Data excerpts:
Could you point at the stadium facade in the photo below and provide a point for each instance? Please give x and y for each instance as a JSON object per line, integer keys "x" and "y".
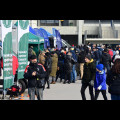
{"x": 77, "y": 31}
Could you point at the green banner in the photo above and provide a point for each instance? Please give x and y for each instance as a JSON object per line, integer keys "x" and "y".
{"x": 23, "y": 36}
{"x": 6, "y": 28}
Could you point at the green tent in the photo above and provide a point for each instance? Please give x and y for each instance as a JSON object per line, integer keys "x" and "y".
{"x": 36, "y": 42}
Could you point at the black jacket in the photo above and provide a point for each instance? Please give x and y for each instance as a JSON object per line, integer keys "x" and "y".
{"x": 105, "y": 59}
{"x": 68, "y": 63}
{"x": 33, "y": 81}
{"x": 89, "y": 72}
{"x": 81, "y": 57}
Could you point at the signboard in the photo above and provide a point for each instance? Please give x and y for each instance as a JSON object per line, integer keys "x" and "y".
{"x": 58, "y": 39}
{"x": 23, "y": 37}
{"x": 6, "y": 28}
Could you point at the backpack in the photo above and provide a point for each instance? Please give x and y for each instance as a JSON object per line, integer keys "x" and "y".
{"x": 117, "y": 57}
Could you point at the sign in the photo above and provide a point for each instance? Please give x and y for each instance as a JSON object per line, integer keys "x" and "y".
{"x": 6, "y": 28}
{"x": 23, "y": 37}
{"x": 58, "y": 39}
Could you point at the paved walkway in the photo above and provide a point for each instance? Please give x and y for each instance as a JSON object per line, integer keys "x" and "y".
{"x": 60, "y": 91}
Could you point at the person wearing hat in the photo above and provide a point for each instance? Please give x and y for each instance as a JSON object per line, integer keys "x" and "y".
{"x": 42, "y": 58}
{"x": 35, "y": 73}
{"x": 88, "y": 77}
{"x": 100, "y": 82}
{"x": 106, "y": 60}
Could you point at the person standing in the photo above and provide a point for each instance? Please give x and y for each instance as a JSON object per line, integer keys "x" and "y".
{"x": 42, "y": 58}
{"x": 54, "y": 66}
{"x": 106, "y": 60}
{"x": 88, "y": 77}
{"x": 35, "y": 73}
{"x": 113, "y": 81}
{"x": 100, "y": 82}
{"x": 81, "y": 61}
{"x": 48, "y": 66}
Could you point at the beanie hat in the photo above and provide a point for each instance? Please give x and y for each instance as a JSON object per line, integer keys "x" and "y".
{"x": 100, "y": 67}
{"x": 88, "y": 56}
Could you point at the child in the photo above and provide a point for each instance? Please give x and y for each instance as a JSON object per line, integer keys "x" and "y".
{"x": 100, "y": 82}
{"x": 13, "y": 91}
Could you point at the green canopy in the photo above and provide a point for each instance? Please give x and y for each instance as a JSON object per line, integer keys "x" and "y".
{"x": 33, "y": 39}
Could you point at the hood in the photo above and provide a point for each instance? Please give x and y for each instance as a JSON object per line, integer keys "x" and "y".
{"x": 90, "y": 61}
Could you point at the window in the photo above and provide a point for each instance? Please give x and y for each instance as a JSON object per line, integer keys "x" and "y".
{"x": 49, "y": 22}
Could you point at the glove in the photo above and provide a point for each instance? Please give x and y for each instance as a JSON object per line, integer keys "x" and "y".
{"x": 91, "y": 82}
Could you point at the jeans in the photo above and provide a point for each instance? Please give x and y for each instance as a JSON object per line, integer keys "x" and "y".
{"x": 73, "y": 74}
{"x": 97, "y": 62}
{"x": 31, "y": 92}
{"x": 83, "y": 88}
{"x": 39, "y": 92}
{"x": 103, "y": 93}
{"x": 115, "y": 97}
{"x": 107, "y": 66}
{"x": 81, "y": 70}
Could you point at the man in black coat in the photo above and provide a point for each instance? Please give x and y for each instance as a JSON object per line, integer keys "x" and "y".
{"x": 48, "y": 67}
{"x": 68, "y": 65}
{"x": 35, "y": 73}
{"x": 88, "y": 77}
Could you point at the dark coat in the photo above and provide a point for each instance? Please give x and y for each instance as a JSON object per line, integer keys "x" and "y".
{"x": 54, "y": 65}
{"x": 33, "y": 81}
{"x": 68, "y": 64}
{"x": 105, "y": 59}
{"x": 81, "y": 57}
{"x": 89, "y": 72}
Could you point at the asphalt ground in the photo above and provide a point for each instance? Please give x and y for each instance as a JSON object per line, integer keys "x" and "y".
{"x": 60, "y": 91}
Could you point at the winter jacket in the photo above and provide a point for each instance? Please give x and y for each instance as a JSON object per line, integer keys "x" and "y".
{"x": 68, "y": 64}
{"x": 48, "y": 62}
{"x": 105, "y": 59}
{"x": 15, "y": 64}
{"x": 89, "y": 72}
{"x": 33, "y": 81}
{"x": 110, "y": 52}
{"x": 114, "y": 84}
{"x": 100, "y": 80}
{"x": 41, "y": 59}
{"x": 54, "y": 65}
{"x": 81, "y": 57}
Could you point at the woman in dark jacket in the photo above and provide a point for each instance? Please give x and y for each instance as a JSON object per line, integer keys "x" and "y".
{"x": 113, "y": 81}
{"x": 68, "y": 64}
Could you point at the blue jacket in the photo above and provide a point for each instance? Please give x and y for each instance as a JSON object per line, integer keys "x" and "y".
{"x": 100, "y": 80}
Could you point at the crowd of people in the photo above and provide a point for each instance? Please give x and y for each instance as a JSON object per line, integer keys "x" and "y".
{"x": 96, "y": 66}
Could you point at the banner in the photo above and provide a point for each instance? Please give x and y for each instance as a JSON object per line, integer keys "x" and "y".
{"x": 58, "y": 39}
{"x": 46, "y": 39}
{"x": 23, "y": 37}
{"x": 6, "y": 28}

■ **Exercise description**
Restate every line of the data above word for word, with the images removed.

■ **Finished task**
Could you point at the stadium facade in the photo below and provide a point for each instance? Please give x and y for each instance as a JSON object per line, integer keys "x" and "y".
{"x": 77, "y": 31}
Could you point at the green banner in the photo above and provide a point for each instance? Please give x and y for each instance as a JSON object per line, integer keys "x" and "y".
{"x": 23, "y": 36}
{"x": 6, "y": 28}
Could you point at the green tent in the photo above and provide a point for each instance? Please give x and y for each instance as a JSON object per line, integer keys "x" and "y".
{"x": 36, "y": 42}
Could you point at the black jacket in the photo above and provide a point for each instance? Please give x and y for each instance as a JSON object per line, integer keys "x" and "y".
{"x": 105, "y": 59}
{"x": 68, "y": 63}
{"x": 33, "y": 81}
{"x": 89, "y": 72}
{"x": 81, "y": 57}
Could you point at the signboard in the photo above and provide a point for each instance? Please give x and y for each instance as a JSON object per line, integer keys "x" and "y".
{"x": 58, "y": 39}
{"x": 23, "y": 37}
{"x": 6, "y": 28}
Could you point at the backpack in the photo above and provide a point for each instance? Please give x and y for each instance as a JSON object per line, integer keys "x" and "y".
{"x": 117, "y": 57}
Could you point at the sign in the photo above and provide a point for each instance? Please give x and y for each instance as a JSON object per line, integer keys "x" and "y".
{"x": 6, "y": 28}
{"x": 23, "y": 37}
{"x": 58, "y": 39}
Could you point at the paved walkway in the photo above and provide a point for each instance? Please give x and y for each instance as a JSON object per line, integer keys "x" and "y".
{"x": 60, "y": 91}
Could you point at the person wearing hat in the photo above and provide a point for each instance? Please give x and y for each instance as a JSON object per line, integer keys "x" and "y".
{"x": 42, "y": 58}
{"x": 35, "y": 73}
{"x": 88, "y": 77}
{"x": 100, "y": 82}
{"x": 106, "y": 60}
Could you point at the person standing in the photo above and provide a point for each instance? Please give x and y for each instance as a JSON object per line, integer keys "x" and "y".
{"x": 42, "y": 58}
{"x": 54, "y": 66}
{"x": 106, "y": 60}
{"x": 88, "y": 77}
{"x": 35, "y": 73}
{"x": 113, "y": 81}
{"x": 100, "y": 82}
{"x": 81, "y": 61}
{"x": 48, "y": 66}
Could you point at the beanie hat in the photo above and provide a point for each instance? Please give x and y for each instance as a JSON object per line, integer keys "x" and "y".
{"x": 100, "y": 67}
{"x": 88, "y": 56}
Could you point at the child in the photo above and provide a point for each instance? Please give x and y for each instance as a JSON object per line, integer keys "x" and "y".
{"x": 100, "y": 82}
{"x": 13, "y": 91}
Could you point at the green canopy in the photo above and provide a point for each instance? Please give x and y for each instance as a JSON object per line, integer keys "x" and "y".
{"x": 33, "y": 39}
Could you point at the hood in the photo above and provide a point for each instance? Please give x and y for each instance as a JSON object per line, integer keys "x" and "y".
{"x": 90, "y": 61}
Could you point at the window in the photo above and provide a point for each instance? Please give x and y for each instance as a JSON object per line, integer keys "x" and "y".
{"x": 49, "y": 22}
Could you point at the glove in the photo above and provide a point for each instance? Please give x and y for each instance as a JSON object per line, integer keys "x" and "y".
{"x": 91, "y": 82}
Could you point at the jeans in the photo above and provide a point for each instance? Please give x and y for each instance as a JSON object per line, integer keys "x" and "y".
{"x": 73, "y": 74}
{"x": 97, "y": 62}
{"x": 31, "y": 92}
{"x": 83, "y": 88}
{"x": 39, "y": 92}
{"x": 103, "y": 93}
{"x": 115, "y": 97}
{"x": 107, "y": 66}
{"x": 81, "y": 70}
Could you point at the man in black coat in the photo above and provide a point for each instance? Please give x and y for each instance as a JSON object per line, integer keys "x" and "y".
{"x": 48, "y": 67}
{"x": 68, "y": 65}
{"x": 35, "y": 73}
{"x": 88, "y": 77}
Could you point at the dark coat in the photo above and provide a point for each instance? Please give x and y for each instance as a JSON object per line, integer keys "x" and "y".
{"x": 54, "y": 65}
{"x": 33, "y": 81}
{"x": 68, "y": 64}
{"x": 105, "y": 59}
{"x": 81, "y": 57}
{"x": 89, "y": 72}
Could you point at the asphalt ground in the photo above and provide a point for each instance? Please give x and y for each instance as a JSON object per line, integer keys "x" and "y".
{"x": 60, "y": 91}
Could you point at the winter jacket in the photo above and provide a point for each instance? Please give x and y for each instance as a JSON object per line, integer keys "x" and "y".
{"x": 68, "y": 64}
{"x": 48, "y": 62}
{"x": 105, "y": 59}
{"x": 15, "y": 64}
{"x": 89, "y": 72}
{"x": 33, "y": 81}
{"x": 110, "y": 52}
{"x": 114, "y": 84}
{"x": 100, "y": 80}
{"x": 41, "y": 59}
{"x": 54, "y": 65}
{"x": 81, "y": 57}
Could you point at the woman in dark jacket in the photo above and provide a point for each instance? Please give x and y for each instance as a JSON object per line, integer keys "x" and "y".
{"x": 113, "y": 81}
{"x": 68, "y": 64}
Could you point at the blue jacket in the photo above and provide a point for each instance? Please give x and y for each instance as a JSON object per line, integer keys "x" and "y".
{"x": 100, "y": 80}
Could you point at the crowd of people in the photo above and provide a point for each instance? Please give x and y for each instance as a JSON object per line, integer keys "x" and "y".
{"x": 96, "y": 66}
Could you point at the banner in the photo above and provide a point for each instance? Please give x and y for each instance as a JSON object per line, integer keys "x" and "y".
{"x": 58, "y": 39}
{"x": 46, "y": 39}
{"x": 23, "y": 37}
{"x": 6, "y": 28}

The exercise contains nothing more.